- [TASK DIRECTIONS]: The entries that follow must be given again exactly, with the pictures excluded.

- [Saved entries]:
-=-=-=-=-
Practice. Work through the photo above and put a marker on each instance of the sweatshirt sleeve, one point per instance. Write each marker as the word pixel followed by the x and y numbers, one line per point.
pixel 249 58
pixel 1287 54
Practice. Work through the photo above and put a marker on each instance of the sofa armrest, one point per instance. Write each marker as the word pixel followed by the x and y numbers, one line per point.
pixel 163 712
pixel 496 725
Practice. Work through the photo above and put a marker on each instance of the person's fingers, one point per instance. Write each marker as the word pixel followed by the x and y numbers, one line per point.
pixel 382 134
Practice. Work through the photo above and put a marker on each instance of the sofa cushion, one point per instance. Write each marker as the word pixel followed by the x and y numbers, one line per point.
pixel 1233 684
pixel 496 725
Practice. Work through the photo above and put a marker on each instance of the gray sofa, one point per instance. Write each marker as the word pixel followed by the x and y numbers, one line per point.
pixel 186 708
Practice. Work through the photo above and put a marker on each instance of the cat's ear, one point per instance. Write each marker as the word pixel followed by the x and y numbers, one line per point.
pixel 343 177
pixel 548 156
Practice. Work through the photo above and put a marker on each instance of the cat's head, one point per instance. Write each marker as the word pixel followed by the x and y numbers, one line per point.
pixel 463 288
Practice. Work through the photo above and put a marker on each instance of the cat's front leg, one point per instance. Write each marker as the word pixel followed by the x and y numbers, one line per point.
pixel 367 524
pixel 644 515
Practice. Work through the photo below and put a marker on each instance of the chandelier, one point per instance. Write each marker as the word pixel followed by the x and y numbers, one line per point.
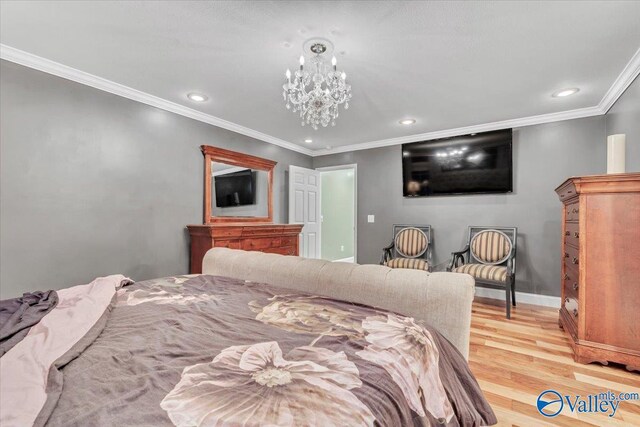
pixel 315 95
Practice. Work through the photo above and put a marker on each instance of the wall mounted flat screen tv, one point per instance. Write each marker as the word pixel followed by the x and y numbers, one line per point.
pixel 472 164
pixel 235 189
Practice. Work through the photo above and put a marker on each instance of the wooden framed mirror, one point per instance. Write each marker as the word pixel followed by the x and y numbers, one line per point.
pixel 237 187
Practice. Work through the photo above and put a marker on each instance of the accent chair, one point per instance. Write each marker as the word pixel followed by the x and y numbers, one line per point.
pixel 409 248
pixel 490 257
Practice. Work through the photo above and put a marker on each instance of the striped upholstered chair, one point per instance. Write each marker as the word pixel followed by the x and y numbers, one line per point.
pixel 490 257
pixel 410 248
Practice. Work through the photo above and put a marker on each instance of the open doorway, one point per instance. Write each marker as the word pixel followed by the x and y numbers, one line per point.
pixel 338 212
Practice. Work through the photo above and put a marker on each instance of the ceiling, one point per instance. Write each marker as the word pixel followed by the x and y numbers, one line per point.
pixel 449 65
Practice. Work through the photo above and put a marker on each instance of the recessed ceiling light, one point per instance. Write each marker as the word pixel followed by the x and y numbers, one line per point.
pixel 197 97
pixel 565 92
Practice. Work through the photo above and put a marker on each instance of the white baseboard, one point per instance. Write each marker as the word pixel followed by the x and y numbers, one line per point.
-=-=-=-=-
- [RESULT OF THIS EXERCISE]:
Practice. Work through the photo above and put a marker on each instance of the sweatshirt sleeve, one point per instance. Write each marker as the word pixel followed by the x and y numbers, one line per point.
pixel 249 58
pixel 1287 54
Practice. Work through the photo above and put a marker on each instance of the sofa armrest, one point per instance. Write each marker as the word pixel followed by the x and y numbers, one line per point.
pixel 163 712
pixel 496 725
Practice. Work through the photo above and put a marker on each instance of the person's fingers, one point per instance. Write each marker as the word pixel followed by the x and y numbers, one line per point.
pixel 382 134
Practice. Work through the photo above and put a marker on each instance of the sofa cushion, one point per instance. Write each marker as the word pixel followed by the x and y numbers, one line per point.
pixel 1233 684
pixel 496 725
Practice. Work through the photo above and put a marker on each instance of the gray sofa, one point per instance. Write each marker as the word pixel followed by the x and y numbers, one line per point.
pixel 186 708
Practice. Work through the photo above and put a marker on each instance of the cat's ear, one point per instance. Write each marker as the word pixel followed by the x and y numbers, one line per point.
pixel 343 177
pixel 548 156
Practice. Work through the photo above and put a marker on each instance of the cat's head, one point per instance. Write each marker as the word pixel followed by the x and y numbers, one line per point.
pixel 463 288
Practice. Work through the photo above and put a marker on each instance of the cat's front leg, one point per instance. Write each marker as the word pixel followed by the x and y numbers, one line per point.
pixel 367 524
pixel 644 515
Practice. Work through the photo below and put a marker on each instance of the chandelier, one point per instance. Write each marker as the word pixel followed by the x and y numbers, one line per point.
pixel 315 95
Practice. Work through the photo above and put a marker on each instance of the wall mounted flat screen tv, one point per instance. Write each marker as the word pixel followed by the x and y numbers, one line per point.
pixel 472 164
pixel 235 189
Practice. Work through the photo above and put a marker on each instance of the wooden framed mirror, one point per instance. Write each marker as the word pixel followed by the x and y numbers, one line per point.
pixel 237 187
Practice. Work through the photo above and put a marker on each instance of the accent chair, one point per instance. Write each marker as the word pixel followed by the x and y numbers, one line per point.
pixel 409 248
pixel 490 257
Practice. Work through the photo above and put a marker on each instance of the striped upholstered chair, one point per instance. Write each marker as the word pixel followed by the x and y numbers, one line per point.
pixel 490 257
pixel 410 248
Practice. Work through the photo above and put a marker on each instance of the open doorway, one point per instance. Write each marker as the word pixel followed by the x and y numbers, one line per point.
pixel 338 212
Practice. Work through the photo above and put a marker on each instance of the ceiling, one point per instance. Write each marker as the word pixel followed by the x and y numbers, one line per point.
pixel 449 65
Practice. Work through the photo above and put a marker on each instance of the recessed ceiling light, one point per instance. Write each marker as the word pixel followed by the x and y numbers, one line per point.
pixel 197 97
pixel 565 92
Practice. Work through the photo above and put a marker on each instance of the white baseboard, one point per instance. Write each marker as the word pixel followed by the x and y numbers, one line per point.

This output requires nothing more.